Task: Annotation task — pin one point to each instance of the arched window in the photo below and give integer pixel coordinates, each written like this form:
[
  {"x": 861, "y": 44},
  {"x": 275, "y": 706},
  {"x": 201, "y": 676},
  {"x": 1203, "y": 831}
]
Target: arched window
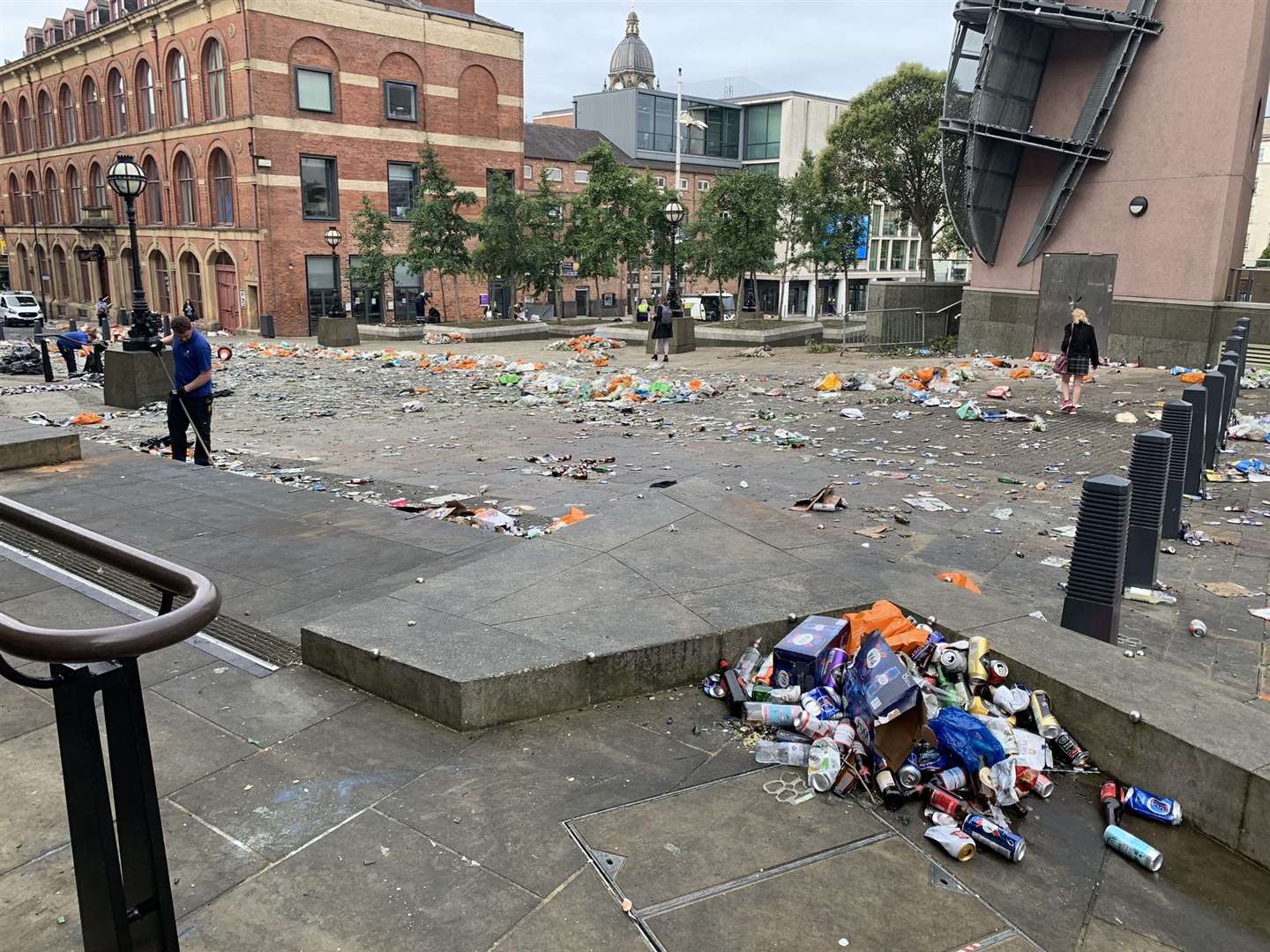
[
  {"x": 213, "y": 79},
  {"x": 178, "y": 86},
  {"x": 16, "y": 201},
  {"x": 92, "y": 111},
  {"x": 153, "y": 190},
  {"x": 34, "y": 210},
  {"x": 48, "y": 133},
  {"x": 161, "y": 288},
  {"x": 187, "y": 198},
  {"x": 145, "y": 97},
  {"x": 52, "y": 198},
  {"x": 97, "y": 183},
  {"x": 11, "y": 130},
  {"x": 222, "y": 188},
  {"x": 193, "y": 282},
  {"x": 70, "y": 129},
  {"x": 118, "y": 103},
  {"x": 63, "y": 276},
  {"x": 26, "y": 129},
  {"x": 74, "y": 196}
]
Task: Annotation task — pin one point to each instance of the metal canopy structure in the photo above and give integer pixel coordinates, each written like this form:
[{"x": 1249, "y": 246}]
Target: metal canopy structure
[{"x": 998, "y": 61}]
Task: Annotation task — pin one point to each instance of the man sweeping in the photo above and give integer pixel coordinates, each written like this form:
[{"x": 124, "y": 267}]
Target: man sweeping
[{"x": 192, "y": 390}]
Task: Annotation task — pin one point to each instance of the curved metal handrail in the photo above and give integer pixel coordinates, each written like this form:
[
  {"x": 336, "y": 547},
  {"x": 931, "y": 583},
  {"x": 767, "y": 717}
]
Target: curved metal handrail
[{"x": 84, "y": 645}]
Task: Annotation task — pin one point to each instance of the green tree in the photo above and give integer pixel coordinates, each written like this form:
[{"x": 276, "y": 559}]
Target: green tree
[
  {"x": 747, "y": 206},
  {"x": 438, "y": 231},
  {"x": 372, "y": 231},
  {"x": 502, "y": 228},
  {"x": 885, "y": 146},
  {"x": 608, "y": 222}
]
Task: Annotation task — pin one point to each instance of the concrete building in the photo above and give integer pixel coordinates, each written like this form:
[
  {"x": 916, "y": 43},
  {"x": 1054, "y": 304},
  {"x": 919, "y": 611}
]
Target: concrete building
[
  {"x": 259, "y": 123},
  {"x": 556, "y": 152},
  {"x": 1258, "y": 236},
  {"x": 1122, "y": 193}
]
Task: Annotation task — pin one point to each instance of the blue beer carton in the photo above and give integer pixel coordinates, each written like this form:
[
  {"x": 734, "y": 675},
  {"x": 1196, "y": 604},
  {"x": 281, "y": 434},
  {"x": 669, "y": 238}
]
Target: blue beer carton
[{"x": 803, "y": 657}]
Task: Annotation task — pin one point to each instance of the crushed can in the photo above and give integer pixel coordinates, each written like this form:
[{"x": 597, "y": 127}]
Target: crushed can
[
  {"x": 995, "y": 837},
  {"x": 1152, "y": 807}
]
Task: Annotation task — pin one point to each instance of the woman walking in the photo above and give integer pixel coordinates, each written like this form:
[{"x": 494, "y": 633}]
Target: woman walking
[{"x": 1080, "y": 355}]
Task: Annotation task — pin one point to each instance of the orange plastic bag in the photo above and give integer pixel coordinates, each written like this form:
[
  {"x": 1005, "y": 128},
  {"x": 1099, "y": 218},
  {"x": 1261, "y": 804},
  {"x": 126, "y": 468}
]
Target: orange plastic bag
[
  {"x": 885, "y": 617},
  {"x": 960, "y": 580}
]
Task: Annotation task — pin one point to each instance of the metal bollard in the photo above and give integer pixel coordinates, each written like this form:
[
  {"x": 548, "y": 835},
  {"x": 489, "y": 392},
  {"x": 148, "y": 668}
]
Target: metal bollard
[
  {"x": 1095, "y": 582},
  {"x": 1214, "y": 383},
  {"x": 1197, "y": 397},
  {"x": 1148, "y": 472},
  {"x": 1177, "y": 421}
]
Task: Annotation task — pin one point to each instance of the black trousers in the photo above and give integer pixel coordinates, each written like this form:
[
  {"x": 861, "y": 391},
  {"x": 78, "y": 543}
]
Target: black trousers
[{"x": 201, "y": 413}]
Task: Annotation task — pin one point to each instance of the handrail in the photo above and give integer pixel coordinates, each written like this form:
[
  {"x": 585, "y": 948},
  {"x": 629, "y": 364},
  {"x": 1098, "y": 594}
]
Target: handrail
[{"x": 84, "y": 645}]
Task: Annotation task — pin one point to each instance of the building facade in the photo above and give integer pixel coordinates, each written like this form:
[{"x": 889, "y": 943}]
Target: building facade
[
  {"x": 259, "y": 124},
  {"x": 556, "y": 153}
]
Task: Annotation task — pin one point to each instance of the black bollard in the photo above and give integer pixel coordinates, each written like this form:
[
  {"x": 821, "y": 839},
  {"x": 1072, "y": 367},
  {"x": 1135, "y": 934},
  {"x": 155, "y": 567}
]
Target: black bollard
[
  {"x": 1148, "y": 472},
  {"x": 1214, "y": 383},
  {"x": 1197, "y": 397},
  {"x": 1096, "y": 576},
  {"x": 1177, "y": 420}
]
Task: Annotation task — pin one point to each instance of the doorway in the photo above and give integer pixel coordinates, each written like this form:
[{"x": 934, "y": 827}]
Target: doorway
[
  {"x": 1087, "y": 280},
  {"x": 227, "y": 292}
]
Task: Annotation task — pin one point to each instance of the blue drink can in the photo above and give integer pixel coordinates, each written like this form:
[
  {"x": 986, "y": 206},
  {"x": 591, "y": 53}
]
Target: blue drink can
[
  {"x": 1148, "y": 805},
  {"x": 995, "y": 837}
]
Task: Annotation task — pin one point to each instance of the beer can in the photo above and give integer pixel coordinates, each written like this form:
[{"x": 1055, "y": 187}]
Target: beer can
[
  {"x": 975, "y": 671},
  {"x": 908, "y": 776},
  {"x": 952, "y": 778},
  {"x": 1133, "y": 848},
  {"x": 1148, "y": 805},
  {"x": 995, "y": 837},
  {"x": 1071, "y": 747},
  {"x": 1042, "y": 715}
]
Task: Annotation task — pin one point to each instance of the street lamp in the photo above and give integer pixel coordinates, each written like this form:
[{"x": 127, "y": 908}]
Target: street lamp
[
  {"x": 129, "y": 181},
  {"x": 673, "y": 213},
  {"x": 333, "y": 239}
]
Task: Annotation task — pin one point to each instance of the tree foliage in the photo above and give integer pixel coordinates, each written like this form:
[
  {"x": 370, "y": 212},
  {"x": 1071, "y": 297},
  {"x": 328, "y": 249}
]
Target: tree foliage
[
  {"x": 438, "y": 231},
  {"x": 885, "y": 146}
]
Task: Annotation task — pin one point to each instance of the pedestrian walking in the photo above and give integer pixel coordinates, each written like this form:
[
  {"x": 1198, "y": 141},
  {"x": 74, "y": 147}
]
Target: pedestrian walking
[
  {"x": 663, "y": 329},
  {"x": 190, "y": 398},
  {"x": 1080, "y": 355},
  {"x": 68, "y": 343}
]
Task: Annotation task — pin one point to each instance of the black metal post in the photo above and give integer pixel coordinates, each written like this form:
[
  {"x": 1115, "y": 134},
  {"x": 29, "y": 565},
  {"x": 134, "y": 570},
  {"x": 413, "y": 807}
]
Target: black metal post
[
  {"x": 1177, "y": 421},
  {"x": 1096, "y": 576},
  {"x": 1148, "y": 472}
]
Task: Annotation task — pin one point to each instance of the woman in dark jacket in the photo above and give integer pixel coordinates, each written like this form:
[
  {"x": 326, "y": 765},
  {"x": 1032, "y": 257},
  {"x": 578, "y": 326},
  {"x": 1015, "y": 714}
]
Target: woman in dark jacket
[{"x": 1081, "y": 346}]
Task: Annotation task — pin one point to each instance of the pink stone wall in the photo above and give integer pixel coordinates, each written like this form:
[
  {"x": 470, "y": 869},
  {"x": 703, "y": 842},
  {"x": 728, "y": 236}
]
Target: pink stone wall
[{"x": 1184, "y": 133}]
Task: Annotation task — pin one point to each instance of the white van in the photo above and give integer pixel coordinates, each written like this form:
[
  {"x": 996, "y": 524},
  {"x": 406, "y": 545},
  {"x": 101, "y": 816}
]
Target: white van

━━━━━━━━

● **Task brief**: From the entries above, restate word for word the lines from the line containing "Target: crushed can" to the line containing "of the building", both ends included, and nothing more.

● **Response for this exercise**:
Target: crushed can
[
  {"x": 995, "y": 837},
  {"x": 1152, "y": 807}
]
Task: Annotation task — pin one point to each instance of the woman walking in the photo above and give integer pixel coordinates, each written like this form:
[{"x": 494, "y": 633}]
Target: woman walking
[{"x": 1080, "y": 355}]
Task: Annotation task — pin one point to each instance of the orange plastic bag in the photo above and give integer pixel coordinates, each written like this form:
[
  {"x": 1005, "y": 128},
  {"x": 1099, "y": 218},
  {"x": 1261, "y": 804},
  {"x": 126, "y": 468}
]
Target: orange plastic bag
[
  {"x": 885, "y": 617},
  {"x": 960, "y": 580}
]
Task: Annotation task — pin one point to each instance of the metal bollard in the photo above and give integer pixel coordinates, each written like this form:
[
  {"x": 548, "y": 835},
  {"x": 489, "y": 392},
  {"x": 148, "y": 668}
]
Target: metal bollard
[
  {"x": 1095, "y": 582},
  {"x": 1214, "y": 383},
  {"x": 1197, "y": 397},
  {"x": 1148, "y": 472},
  {"x": 1177, "y": 421}
]
Task: Annotation task — pin one point to each instance of the black trousers in the photo above and give integer pixel coordinates, each written like this form:
[
  {"x": 861, "y": 391},
  {"x": 78, "y": 543}
]
Target: black trousers
[{"x": 201, "y": 413}]
Task: Annotation task — pin one point to each instance of the handrail in the photo above and give integer pixel coordinates, each written like this form:
[
  {"x": 585, "y": 948},
  {"x": 629, "y": 364},
  {"x": 1098, "y": 594}
]
Target: handrail
[{"x": 84, "y": 645}]
Task: Annotation task — pin one point to each instance of the building facade in the photo above and give integer pixel coordinates, each written like this form:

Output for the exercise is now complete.